■ TASK PROMPT: Copy the records below line for line, with no changes, and leave out the pictures.
* Begin DATA SHOWN *
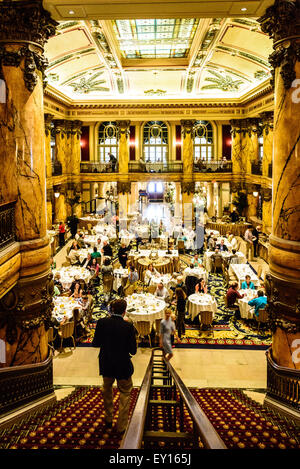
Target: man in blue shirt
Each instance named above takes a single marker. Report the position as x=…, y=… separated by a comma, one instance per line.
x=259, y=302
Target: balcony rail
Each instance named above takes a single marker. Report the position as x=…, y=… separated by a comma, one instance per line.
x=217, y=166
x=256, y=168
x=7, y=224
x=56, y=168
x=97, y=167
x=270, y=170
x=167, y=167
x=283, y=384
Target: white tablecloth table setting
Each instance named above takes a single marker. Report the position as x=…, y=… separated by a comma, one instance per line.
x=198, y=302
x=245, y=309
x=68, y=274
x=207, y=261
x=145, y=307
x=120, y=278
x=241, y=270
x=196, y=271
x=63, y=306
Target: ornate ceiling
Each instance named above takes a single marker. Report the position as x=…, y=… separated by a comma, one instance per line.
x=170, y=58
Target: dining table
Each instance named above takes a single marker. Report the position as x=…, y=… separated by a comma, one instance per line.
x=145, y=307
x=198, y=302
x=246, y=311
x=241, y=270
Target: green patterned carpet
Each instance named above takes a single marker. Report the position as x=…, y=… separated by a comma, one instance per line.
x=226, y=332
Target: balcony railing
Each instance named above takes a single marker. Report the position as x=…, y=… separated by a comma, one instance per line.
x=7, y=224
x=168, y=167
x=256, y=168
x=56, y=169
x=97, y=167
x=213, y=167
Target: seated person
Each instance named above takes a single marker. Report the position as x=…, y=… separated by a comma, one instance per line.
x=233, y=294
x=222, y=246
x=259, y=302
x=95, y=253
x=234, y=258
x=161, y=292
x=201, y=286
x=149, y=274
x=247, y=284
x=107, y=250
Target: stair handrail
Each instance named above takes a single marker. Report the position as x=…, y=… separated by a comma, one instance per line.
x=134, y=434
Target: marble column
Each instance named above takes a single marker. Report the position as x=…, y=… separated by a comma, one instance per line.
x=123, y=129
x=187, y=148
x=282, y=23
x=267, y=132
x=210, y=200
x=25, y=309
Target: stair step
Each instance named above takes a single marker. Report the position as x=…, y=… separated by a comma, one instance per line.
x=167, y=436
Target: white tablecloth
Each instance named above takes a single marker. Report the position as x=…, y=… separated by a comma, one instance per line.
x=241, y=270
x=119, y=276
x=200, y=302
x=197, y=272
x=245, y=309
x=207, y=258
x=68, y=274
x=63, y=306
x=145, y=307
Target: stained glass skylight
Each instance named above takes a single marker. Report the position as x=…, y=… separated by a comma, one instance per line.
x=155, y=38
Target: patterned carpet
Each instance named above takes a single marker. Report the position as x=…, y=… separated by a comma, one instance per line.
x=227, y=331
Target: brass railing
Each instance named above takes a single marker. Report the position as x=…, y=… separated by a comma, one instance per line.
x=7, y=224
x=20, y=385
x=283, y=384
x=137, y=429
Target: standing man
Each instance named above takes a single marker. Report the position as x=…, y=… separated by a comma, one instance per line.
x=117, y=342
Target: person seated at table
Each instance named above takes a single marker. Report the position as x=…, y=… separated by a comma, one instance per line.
* End DATA SHOWN *
■ TASK SOLUTION:
Target: man in blue shirt
Each instance named above takes a single marker. Report the position as x=…, y=… separated by a comma, one instance per line.
x=259, y=302
Target: balcony rail
Each instance named above takes a single marker. Report the position as x=…, y=… separated by a comma, one instance per line.
x=217, y=166
x=256, y=168
x=7, y=224
x=56, y=168
x=97, y=167
x=270, y=170
x=167, y=167
x=283, y=384
Target: white tablecloth table setting
Each instance named above takes a single marker. Report the position as x=…, y=… separated by a comma, one instance per line.
x=198, y=302
x=245, y=309
x=68, y=274
x=207, y=261
x=145, y=307
x=120, y=278
x=241, y=270
x=196, y=271
x=63, y=306
Target: ornate ceiling
Each instance named above takes a single marker. Report the position as x=…, y=… separated by a comma, one instance per line.
x=170, y=58
Target: dining table
Each instance named above takes a single marker. Report the position as x=…, y=… separated by a comma, one instance per line.
x=145, y=307
x=198, y=302
x=246, y=311
x=241, y=270
Target: green patterned carpet
Each instance named above takes a single marker. Report the position as x=…, y=… separated by a comma, one instance per line.
x=226, y=332
Target: balcony railing
Each instance named above takes a single marker. Report the position as x=…, y=… separated by a comma, one instance per line.
x=7, y=224
x=168, y=167
x=256, y=168
x=56, y=169
x=97, y=167
x=213, y=167
Target: seated person
Each instance named above takes a single marker. Report the position as x=…, y=… separated by a comma, one instance per line.
x=233, y=294
x=222, y=246
x=259, y=302
x=95, y=253
x=234, y=258
x=161, y=292
x=201, y=286
x=149, y=274
x=247, y=284
x=107, y=250
Target: stair handrail
Each instance named above takes a single marker. Report the position as x=…, y=… separated by a comma, one instance per line.
x=134, y=434
Target: marble column
Each instance named above takes a single marker. Report the position as x=…, y=… separated by a comma, one instance per line.
x=123, y=129
x=187, y=148
x=282, y=23
x=267, y=132
x=210, y=200
x=25, y=309
Target: stair step
Each instance named above takes a single marker. Report the position as x=…, y=… separated by a comma, one instance per line.
x=167, y=436
Target: white tablecloth
Each instance named above takes a single marker. Report the position as x=…, y=… separated by a comma, one instance per line.
x=241, y=270
x=119, y=276
x=200, y=302
x=197, y=272
x=245, y=309
x=207, y=258
x=68, y=274
x=63, y=306
x=145, y=307
Target: stained glass skylight
Each instance named above takes a single marker. Report the position as x=…, y=… separated by a comma, one instance per line.
x=155, y=38
Target: patterned carpet
Each instance named above takes a single marker. Report the position as x=…, y=… separated by a comma, one instance per line.
x=227, y=331
Target: brass railing
Each instance named above takes a single marker. Report the position as x=…, y=… separated by a comma, one instance per line.
x=7, y=224
x=20, y=385
x=283, y=384
x=137, y=429
Target: standing man
Each instance named above takes a single marker. Report the position as x=…, y=… separated by a comma, one instance per line.
x=117, y=342
Target: person seated at table
Each instance named above takes a single marker. Report the position as x=…, y=… separated by a comma, one instance per line.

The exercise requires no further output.